• Entries from a pointing dataset:

++++++++++

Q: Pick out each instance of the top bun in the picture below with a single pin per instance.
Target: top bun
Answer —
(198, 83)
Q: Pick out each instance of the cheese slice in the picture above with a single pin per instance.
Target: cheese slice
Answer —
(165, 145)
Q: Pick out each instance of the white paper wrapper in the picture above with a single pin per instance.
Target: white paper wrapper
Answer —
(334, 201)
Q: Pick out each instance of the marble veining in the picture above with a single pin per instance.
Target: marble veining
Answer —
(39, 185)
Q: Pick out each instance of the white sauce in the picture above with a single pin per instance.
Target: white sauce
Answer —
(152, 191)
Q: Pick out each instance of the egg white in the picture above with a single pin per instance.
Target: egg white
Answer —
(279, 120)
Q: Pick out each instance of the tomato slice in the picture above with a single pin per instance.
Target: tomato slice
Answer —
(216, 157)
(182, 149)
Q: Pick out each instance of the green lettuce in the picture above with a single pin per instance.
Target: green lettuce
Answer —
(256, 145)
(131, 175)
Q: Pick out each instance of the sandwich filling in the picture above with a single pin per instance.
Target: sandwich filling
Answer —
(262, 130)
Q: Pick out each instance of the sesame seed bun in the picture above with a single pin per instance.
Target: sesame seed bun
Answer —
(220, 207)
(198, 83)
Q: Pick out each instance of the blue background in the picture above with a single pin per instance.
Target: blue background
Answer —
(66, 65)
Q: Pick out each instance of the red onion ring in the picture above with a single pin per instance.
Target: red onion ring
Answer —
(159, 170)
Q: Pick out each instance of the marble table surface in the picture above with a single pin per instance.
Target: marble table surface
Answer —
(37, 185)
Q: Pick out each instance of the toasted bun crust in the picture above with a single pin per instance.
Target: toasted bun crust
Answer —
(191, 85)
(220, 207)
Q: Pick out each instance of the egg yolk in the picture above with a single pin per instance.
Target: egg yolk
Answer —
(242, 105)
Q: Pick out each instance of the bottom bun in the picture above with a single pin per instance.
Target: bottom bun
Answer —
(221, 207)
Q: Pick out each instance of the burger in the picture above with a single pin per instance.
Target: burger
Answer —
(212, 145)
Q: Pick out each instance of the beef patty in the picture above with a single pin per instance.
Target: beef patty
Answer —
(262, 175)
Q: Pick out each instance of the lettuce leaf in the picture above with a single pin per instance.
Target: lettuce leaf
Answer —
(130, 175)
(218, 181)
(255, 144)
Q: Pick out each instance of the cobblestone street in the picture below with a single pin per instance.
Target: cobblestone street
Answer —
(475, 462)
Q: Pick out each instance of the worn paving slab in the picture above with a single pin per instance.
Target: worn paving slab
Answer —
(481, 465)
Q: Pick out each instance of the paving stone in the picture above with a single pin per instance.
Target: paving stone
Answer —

++++++++++

• Goal of the exercise: Starting at the line that contains "Q: Pick out each instance of the bottom", repeat each line exactly through the last one in the listing. Include both of those lines and nothing more.

• Complete response:
Q: Pick out each instance of the bottom bun in the picture above with a single pin per instance.
Target: bottom bun
Answer —
(221, 207)
Q: Pick out each instance of the burger in the picture above with a single pin per instance.
Target: burger
Answer —
(212, 145)
Q: Pick out each instance of the beef patty in the picture above with a single pin per instance.
Target: beef patty
Answer —
(262, 175)
Q: Pick out each instance of the lettuce leaf in the picture above with a single pin per instance.
Target: lettuce leaf
Answer —
(130, 175)
(218, 181)
(255, 144)
Q: Pick out each instance of the cobblestone street in the picture below with a single pin per instance.
Target: cobblestone street
Answer —
(475, 462)
Q: Pick out each instance of the worn paving slab in the picture above with a single pin per instance.
Target: worn paving slab
Answer —
(481, 465)
Q: Pick out each instance of the paving stone in the picture above with a single pin per instance.
Target: paving stone
Answer —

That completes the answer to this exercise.